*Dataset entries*
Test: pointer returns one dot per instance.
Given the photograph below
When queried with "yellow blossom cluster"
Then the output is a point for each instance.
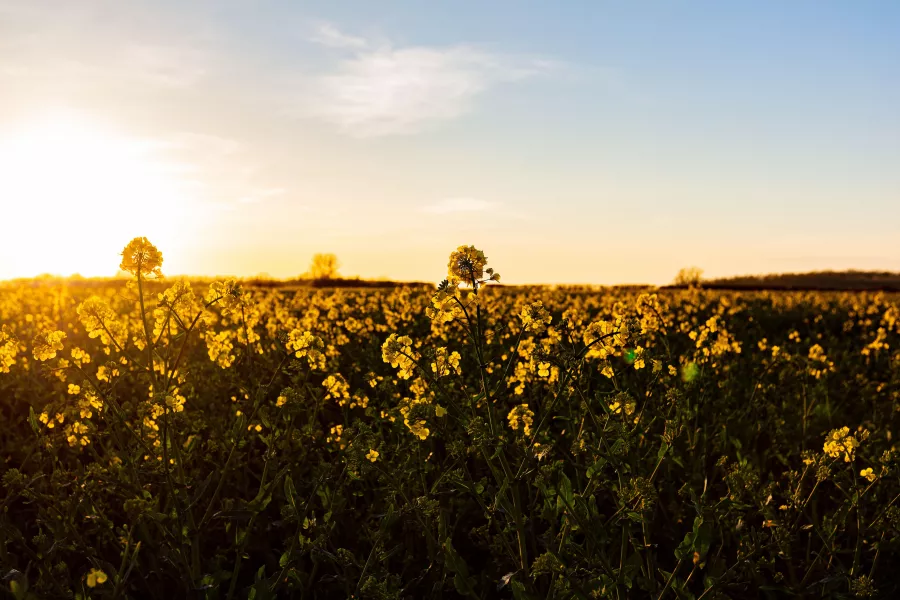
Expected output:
(47, 343)
(521, 416)
(397, 350)
(840, 442)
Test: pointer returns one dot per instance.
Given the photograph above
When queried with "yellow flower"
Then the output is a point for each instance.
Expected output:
(535, 317)
(8, 350)
(466, 265)
(840, 442)
(521, 415)
(304, 343)
(336, 388)
(445, 363)
(140, 257)
(96, 577)
(47, 344)
(397, 350)
(229, 295)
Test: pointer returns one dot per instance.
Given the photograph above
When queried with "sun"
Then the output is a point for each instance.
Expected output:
(72, 193)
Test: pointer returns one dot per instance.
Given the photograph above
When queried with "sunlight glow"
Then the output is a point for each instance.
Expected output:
(73, 193)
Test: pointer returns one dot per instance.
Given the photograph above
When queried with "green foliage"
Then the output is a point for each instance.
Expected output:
(664, 446)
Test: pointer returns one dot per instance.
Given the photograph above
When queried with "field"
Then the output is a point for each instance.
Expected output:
(163, 439)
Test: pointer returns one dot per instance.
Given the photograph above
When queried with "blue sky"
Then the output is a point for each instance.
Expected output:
(595, 142)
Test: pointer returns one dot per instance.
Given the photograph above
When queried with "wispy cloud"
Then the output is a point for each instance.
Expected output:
(460, 205)
(328, 35)
(380, 89)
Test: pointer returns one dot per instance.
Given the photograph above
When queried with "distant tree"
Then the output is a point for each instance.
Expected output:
(323, 266)
(689, 276)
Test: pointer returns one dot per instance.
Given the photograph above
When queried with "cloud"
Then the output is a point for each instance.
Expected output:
(459, 205)
(330, 36)
(385, 90)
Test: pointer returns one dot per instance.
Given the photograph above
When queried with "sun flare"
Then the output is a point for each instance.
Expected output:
(73, 193)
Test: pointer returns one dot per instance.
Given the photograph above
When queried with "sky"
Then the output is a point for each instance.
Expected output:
(574, 142)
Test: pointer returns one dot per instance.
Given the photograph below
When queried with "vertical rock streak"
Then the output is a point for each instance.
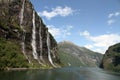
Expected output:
(48, 46)
(33, 43)
(41, 56)
(24, 32)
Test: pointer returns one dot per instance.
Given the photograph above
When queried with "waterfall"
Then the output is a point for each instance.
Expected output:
(41, 57)
(49, 53)
(24, 32)
(33, 44)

*Work to complete*
For the string "cloud", filter the data and copy out each line where it occurs.

*Solution to the problem*
When queried with "wispy cloud"
When queried with "cloud"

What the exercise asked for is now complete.